REQUIRED WORK:
1. From the building upgrade measures, copy word for word the passage that begins at the words "Upgrade Garage Exhaust" and stops after the words "CO and CO2.".
2. According to the building upgrade measures, how many exterior doors does CANAM recommend weather sealing?
3. Rewrite the paragraph of the building upgrade measures that begins "Reflectors designed specifically" as a short list that keeps its main facts.

Parking Plug Control
Overview
There are 7 duplex parking plugs, serving 14 parking stalls, that are 50% occupied during the winter months. There are currently no controls on these plugs.

Scope
IPLC controllers will be installed to replace 7 duplex receptacles and programmed to cycle 40% of the time when the temperature is between -5C and -15C, 70% of the time between -15C and -25C and 100% of the time when the temperature is -25C or colder.

Building Envelope Sealing
Overview
An investigation to upgrade the current conditions of the building envelope was conducted by CANAM Building Envelope Specialist. The results of this investigation have uncovered several areas where the building envelope can be upgraded in order to reduce heating costs. Most of the areas where improvements may be made within the confines of the performance contract involve low cost sealing of identified cracks around doorways.

Scope
The scope of work detailed by CANAM recommends the weather sealing of 9 exterior doors and the sealing of 80’ of roof/wall in 2 lines. Additionally a 8’ x 4’ section of soffit was found to be open to the outside and will be sealed accordingly.

Perimeter Radiator Reflectors
Overview
Wall areas, behind the perimeter steam radiators, are significantly hotter than other wall areas within the building. These hot areas transmit significant amounts of heat to the outside thus reducing the effectiveness of perimeter radiation.

Scope
Reflectors designed specifically for application on walls behind heating radiators will be installed to reflect energy back into the building space. In addition, the insulating pockets of air behind the heat reflectors further reduce heat losses normally due to convective and conductive processes. These reflectors will greatly improve the effectiveness of the existing radiators, potentially allowing the heating loop temperature to be reduced and thus increasing the overall heating system efficiency and occupant comfort.

Upgrade Garage Exhaust (VFA)
Overview
The current garage area exhaust system is inadequate for the space, resulting in potentially dangerous concentrations of CO and CO2.

Scope
A dedicated ventilation fan will be installed, along with CO and CO2 sensors. While this measure will address an important facility issue it will not result in any capital savings and so is considered a capital upgrade.
 

Backflow Prevention (VFA)
Overview
Backflow occurs when the water flows in the opposite direction from its normal flow. The cause of a backflow is a change in pressures. This reversed direction of water flow may allow contaminants to enter the drinking water system through cross-connections. Backflow Prevention is a strategy whereby a valve is placed in the domestic water supply line of a given facility in order to prevent contamination by pollutants due to ‘backflow’ in the system. Examples of testable backflow preventers used for medium to high hazard processes include: reduced-pressure principle assemblies, double-check valve assemblies and pressure vacuum breaker assemblies.

Scope
Backflow Prevention double-check valve assemblies will be installed in both the domestic and fire pump water supply pipes in order to comply with the 1995 National Building Code part 7.6.2.3 and CSA.Z317.1 Canadian Standards Association Special Requirements for Plumbing Installations in Health Care Facilities, Section 6.3.3.5.

DATA EXTRACT:

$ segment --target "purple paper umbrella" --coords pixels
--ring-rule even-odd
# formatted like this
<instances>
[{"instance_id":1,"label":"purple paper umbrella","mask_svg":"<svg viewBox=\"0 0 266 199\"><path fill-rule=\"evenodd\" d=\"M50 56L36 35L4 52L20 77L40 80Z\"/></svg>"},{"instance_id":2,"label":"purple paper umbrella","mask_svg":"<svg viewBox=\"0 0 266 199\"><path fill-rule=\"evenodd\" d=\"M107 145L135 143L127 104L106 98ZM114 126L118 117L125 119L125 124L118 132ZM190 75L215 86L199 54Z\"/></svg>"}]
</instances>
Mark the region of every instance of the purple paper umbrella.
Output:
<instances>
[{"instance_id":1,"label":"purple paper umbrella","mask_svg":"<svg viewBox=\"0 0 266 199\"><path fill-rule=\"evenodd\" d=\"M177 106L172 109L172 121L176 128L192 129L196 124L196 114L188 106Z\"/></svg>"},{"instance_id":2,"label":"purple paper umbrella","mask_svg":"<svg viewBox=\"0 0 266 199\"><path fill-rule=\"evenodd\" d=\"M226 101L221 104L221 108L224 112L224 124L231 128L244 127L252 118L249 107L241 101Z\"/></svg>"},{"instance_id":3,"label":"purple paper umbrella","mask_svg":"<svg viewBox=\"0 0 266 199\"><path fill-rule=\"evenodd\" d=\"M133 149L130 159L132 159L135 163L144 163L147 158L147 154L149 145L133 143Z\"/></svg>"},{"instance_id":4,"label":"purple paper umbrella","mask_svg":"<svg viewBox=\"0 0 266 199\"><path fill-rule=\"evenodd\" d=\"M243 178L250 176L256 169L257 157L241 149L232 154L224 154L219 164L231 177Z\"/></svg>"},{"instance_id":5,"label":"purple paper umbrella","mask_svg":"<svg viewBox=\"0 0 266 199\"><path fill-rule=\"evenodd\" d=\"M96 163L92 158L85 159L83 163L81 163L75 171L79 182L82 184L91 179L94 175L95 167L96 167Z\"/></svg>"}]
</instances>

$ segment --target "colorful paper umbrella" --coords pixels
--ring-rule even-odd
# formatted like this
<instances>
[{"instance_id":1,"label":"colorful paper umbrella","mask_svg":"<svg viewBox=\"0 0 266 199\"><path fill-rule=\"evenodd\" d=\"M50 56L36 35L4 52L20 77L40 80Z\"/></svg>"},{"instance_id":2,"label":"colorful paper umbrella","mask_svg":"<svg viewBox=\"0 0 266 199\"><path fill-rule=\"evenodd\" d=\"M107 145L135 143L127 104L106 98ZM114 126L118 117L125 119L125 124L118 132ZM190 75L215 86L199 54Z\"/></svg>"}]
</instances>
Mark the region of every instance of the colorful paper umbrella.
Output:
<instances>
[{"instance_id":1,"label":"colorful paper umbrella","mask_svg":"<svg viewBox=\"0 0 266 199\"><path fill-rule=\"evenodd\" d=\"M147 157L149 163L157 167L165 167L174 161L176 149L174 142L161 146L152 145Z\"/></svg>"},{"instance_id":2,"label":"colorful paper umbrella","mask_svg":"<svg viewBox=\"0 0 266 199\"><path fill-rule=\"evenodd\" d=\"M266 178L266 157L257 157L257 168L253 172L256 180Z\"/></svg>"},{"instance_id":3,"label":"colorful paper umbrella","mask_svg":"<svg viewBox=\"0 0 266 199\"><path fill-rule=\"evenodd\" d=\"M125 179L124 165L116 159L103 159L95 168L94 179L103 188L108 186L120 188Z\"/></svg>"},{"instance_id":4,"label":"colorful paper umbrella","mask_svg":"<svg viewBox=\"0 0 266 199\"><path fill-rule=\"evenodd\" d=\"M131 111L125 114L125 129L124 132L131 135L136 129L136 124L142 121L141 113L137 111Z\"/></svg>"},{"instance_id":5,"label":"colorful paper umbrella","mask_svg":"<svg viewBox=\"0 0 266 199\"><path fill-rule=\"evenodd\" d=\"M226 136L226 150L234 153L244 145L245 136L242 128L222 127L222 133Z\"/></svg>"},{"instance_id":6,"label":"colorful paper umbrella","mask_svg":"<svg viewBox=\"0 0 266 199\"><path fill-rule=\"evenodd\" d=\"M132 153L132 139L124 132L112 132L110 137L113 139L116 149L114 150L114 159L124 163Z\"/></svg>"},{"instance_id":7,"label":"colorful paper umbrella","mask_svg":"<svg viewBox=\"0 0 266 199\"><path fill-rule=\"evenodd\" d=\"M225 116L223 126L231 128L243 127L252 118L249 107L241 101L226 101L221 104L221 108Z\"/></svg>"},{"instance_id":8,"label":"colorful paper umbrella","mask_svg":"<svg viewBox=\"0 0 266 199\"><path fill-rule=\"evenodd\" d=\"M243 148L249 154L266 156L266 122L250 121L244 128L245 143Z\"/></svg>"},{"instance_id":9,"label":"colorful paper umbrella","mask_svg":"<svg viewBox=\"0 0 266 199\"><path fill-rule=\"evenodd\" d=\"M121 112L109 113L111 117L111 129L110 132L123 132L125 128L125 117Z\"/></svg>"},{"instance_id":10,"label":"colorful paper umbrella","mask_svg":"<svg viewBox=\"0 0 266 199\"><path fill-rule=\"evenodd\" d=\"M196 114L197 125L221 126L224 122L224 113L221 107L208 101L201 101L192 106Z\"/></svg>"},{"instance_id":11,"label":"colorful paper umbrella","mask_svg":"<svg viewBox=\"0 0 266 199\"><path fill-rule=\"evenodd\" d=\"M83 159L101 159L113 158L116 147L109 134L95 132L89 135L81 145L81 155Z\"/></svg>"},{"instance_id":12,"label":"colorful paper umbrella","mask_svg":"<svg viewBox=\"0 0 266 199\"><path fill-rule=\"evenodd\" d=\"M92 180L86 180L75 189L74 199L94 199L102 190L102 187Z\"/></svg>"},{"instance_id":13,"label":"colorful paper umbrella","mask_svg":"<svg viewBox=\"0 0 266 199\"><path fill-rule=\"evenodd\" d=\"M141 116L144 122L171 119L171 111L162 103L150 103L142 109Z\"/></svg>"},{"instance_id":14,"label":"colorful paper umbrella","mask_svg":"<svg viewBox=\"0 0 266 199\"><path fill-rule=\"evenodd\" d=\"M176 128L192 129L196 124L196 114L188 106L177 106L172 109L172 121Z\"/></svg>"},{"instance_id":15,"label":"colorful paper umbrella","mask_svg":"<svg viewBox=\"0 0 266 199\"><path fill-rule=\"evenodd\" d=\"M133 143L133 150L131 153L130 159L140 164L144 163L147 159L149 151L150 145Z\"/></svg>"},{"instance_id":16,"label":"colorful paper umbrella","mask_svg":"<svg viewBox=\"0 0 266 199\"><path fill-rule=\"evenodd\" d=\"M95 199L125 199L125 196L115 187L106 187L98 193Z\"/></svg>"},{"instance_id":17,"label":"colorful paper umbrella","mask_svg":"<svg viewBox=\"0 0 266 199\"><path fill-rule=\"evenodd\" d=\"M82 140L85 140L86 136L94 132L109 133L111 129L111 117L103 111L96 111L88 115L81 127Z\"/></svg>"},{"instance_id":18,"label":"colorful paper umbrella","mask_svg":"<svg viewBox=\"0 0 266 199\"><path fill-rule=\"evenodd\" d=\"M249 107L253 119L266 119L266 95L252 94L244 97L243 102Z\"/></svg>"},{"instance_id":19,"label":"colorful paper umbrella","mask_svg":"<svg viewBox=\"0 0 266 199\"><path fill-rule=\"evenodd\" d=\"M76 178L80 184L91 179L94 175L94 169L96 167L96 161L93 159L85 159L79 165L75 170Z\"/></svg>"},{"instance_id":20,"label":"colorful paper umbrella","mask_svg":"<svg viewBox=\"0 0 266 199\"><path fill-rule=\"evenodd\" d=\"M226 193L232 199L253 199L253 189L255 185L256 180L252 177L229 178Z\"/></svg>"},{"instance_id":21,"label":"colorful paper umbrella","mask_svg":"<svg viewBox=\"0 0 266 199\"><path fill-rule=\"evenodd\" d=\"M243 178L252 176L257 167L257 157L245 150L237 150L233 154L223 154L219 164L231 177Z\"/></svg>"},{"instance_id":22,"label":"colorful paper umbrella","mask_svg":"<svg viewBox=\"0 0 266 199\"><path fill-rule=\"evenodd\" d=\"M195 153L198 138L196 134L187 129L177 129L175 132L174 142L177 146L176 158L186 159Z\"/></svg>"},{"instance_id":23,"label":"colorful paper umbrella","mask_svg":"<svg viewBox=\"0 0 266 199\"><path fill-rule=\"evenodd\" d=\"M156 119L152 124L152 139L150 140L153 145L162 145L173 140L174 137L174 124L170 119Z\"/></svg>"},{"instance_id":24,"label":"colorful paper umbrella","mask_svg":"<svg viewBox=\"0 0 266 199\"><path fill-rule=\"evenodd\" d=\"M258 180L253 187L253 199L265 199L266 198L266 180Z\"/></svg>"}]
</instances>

YOUR WRITTEN ANSWERS:
1.
Upgrade Garage Exhaust (VFA)
Overview
The current garage area exhaust system is inadequate for the space, resulting in potentially dangerous concentrations of CO and CO2.

2. 9 exterior doors.

3.
- Reflectors made for walls behind heating radiators will be installed to reflect energy back into the building space.
- Insulating air pockets behind the reflectors further reduce convective and conductive heat losses.
- The reflectors will greatly improve the existing radiators' effectiveness.
- The heating loop temperature may then be lowered, increasing heating system efficiency and occupant comfort.